-- Document segment follows --

Regions big winners in $1.6b road-rail spending spree
Regional Queenslanders are set to get home faster and safer under a whopping $1.6 billion budget roads and rail bonanza from the Coast to Cairns, while Brisbane has missed out on the spending spree.
The record spend exceeds last year's $1.3 billion pandemic cash splash and is being spruiked as major employment booster, with 2800 jobs on the line.
There will be cash for the Bruce Highway in central Queensland, light and heavy rail on the Gold Coast, major highways in Cairns and Townsville as well as intersection and rail upgrades at the Sunshine Coast.
No new money is going towards the M1 through Logan and Brisbane this year, after some upgrades and pledges towards a second M1 in last year's budget.
It is no accident that the major cash injection is going into the regions, as the Morrison Government seeks to shore up the support it received outside the southeast at the last election.
It has already pledged to fund 50 per cent of 2032 SEQ Olympic Games critical infrastructure, should Australia win the bid, if it gets an equal say on what goes ahead.
Prime Minister Scott Morrison hailed the infrastructure investment as "creating jobs, boosting investment and securing Australia's COVID recovery".
There will be $400 million go into the Bruce Highway, from Gladstone to Rockhampton and Mackay to Proserpine, to start from early 2023 and go towards floodproofing, safety improvements and reducing congestion.

-- Document segment concluded --
-- Information shown follows --

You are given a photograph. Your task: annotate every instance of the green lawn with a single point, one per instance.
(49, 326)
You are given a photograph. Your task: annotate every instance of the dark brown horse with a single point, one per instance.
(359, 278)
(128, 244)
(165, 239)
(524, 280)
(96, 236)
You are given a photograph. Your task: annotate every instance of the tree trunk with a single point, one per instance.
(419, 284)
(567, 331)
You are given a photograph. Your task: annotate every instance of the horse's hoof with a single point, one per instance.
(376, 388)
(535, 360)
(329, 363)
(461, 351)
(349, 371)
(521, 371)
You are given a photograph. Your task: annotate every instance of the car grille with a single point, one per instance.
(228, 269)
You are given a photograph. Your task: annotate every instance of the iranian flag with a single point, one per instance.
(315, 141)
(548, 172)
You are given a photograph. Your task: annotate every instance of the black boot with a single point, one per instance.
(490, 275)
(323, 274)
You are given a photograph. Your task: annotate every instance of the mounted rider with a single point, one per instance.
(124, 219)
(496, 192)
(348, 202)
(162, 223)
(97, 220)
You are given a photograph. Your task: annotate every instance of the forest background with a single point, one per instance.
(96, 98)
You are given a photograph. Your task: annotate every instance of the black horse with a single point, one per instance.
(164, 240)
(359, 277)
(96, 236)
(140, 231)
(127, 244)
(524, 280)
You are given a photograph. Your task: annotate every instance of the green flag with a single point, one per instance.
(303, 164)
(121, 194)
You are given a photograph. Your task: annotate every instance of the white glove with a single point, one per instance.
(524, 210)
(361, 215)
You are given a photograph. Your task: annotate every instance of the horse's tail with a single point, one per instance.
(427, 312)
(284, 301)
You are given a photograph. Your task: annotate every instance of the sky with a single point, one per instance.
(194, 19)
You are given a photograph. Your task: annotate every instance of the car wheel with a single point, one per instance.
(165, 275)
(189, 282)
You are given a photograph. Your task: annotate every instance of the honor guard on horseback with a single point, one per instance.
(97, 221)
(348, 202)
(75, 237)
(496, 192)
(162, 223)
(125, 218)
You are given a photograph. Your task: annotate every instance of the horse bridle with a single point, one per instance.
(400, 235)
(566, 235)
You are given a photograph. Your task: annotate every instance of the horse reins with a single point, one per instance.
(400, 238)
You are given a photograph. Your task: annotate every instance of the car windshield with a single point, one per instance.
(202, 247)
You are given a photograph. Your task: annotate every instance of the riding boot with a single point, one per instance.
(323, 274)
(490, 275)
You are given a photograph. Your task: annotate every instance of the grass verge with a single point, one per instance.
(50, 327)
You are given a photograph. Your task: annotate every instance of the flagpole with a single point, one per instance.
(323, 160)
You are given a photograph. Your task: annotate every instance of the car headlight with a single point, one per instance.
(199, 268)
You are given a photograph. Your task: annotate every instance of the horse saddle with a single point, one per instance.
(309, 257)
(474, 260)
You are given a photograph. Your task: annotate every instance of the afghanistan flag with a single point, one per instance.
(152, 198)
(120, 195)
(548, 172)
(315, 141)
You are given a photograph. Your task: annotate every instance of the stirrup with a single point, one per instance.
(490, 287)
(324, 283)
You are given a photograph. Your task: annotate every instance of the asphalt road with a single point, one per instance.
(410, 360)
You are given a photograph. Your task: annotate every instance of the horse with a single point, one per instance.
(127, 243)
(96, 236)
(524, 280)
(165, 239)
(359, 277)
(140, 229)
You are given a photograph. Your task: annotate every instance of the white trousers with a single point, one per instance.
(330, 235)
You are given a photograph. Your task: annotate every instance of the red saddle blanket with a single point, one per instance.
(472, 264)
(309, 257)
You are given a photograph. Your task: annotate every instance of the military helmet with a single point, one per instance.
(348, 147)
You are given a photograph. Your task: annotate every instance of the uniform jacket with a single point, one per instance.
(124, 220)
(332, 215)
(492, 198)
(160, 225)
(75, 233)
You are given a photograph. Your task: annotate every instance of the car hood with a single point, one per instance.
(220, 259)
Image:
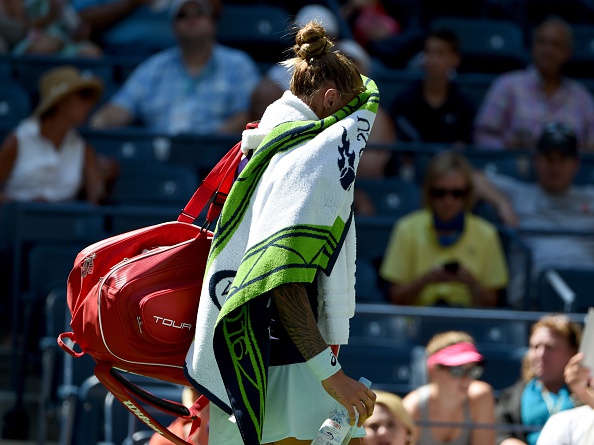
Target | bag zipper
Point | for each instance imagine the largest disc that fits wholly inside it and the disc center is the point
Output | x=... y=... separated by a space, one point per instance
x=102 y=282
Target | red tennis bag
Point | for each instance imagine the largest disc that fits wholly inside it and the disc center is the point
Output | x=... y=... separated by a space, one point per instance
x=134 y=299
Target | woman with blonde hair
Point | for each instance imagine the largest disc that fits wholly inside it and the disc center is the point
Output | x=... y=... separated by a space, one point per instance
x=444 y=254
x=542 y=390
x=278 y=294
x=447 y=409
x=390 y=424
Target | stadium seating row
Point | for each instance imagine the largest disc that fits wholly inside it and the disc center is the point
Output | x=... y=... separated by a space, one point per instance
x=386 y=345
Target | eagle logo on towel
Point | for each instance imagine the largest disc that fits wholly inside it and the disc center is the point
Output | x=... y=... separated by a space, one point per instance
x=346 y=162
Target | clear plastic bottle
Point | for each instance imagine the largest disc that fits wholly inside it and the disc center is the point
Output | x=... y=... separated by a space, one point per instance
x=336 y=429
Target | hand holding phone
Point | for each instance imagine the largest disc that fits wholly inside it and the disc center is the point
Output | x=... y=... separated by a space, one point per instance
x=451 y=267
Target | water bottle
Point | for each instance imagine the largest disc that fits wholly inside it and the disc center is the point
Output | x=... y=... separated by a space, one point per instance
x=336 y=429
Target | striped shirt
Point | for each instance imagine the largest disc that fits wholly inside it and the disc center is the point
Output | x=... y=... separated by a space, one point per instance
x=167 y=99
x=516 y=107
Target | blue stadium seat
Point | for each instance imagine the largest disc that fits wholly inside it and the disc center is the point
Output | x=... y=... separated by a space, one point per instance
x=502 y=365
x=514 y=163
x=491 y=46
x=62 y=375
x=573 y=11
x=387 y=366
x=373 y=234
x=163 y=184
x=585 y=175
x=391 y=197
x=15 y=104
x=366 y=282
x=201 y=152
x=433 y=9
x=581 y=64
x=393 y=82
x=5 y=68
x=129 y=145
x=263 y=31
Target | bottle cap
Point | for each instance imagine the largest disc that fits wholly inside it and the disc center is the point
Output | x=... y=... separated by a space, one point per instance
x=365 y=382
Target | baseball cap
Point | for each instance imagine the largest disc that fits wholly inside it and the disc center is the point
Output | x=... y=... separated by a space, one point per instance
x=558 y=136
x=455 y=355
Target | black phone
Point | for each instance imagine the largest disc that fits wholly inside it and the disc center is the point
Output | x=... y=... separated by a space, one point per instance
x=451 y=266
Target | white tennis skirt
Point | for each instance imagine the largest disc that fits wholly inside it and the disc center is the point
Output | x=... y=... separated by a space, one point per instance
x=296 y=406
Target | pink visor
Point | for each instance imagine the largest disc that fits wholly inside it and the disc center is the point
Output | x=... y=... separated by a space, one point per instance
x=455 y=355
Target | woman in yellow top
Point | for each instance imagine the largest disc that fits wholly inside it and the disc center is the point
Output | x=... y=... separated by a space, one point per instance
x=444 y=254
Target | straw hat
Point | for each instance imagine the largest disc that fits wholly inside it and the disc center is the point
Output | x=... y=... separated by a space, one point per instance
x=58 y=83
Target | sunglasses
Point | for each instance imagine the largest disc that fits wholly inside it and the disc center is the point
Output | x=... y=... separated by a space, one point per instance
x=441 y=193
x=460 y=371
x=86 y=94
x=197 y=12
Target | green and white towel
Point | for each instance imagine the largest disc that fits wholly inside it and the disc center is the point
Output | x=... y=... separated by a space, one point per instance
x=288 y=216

-- Information shown concluded --

> [What this task involves]: Copy the part of the Queensland road and rail spending article that begins at the words "Regions big winners" and ends after the words "the Sunshine Coast.", word for word.

> [Task answer]:
Regions big winners in $1.6b road-rail spending spree
Regional Queenslanders are set to get home faster and safer under a whopping $1.6 billion budget roads and rail bonanza from the Coast to Cairns, while Brisbane has missed out on the spending spree.
The record spend exceeds last year's $1.3 billion pandemic cash splash and is being spruiked as major employment booster, with 2800 jobs on the line.
There will be cash for the Bruce Highway in central Queensland, light and heavy rail on the Gold Coast, major highways in Cairns and Townsville as well as intersection and rail upgrades at the Sunshine Coast.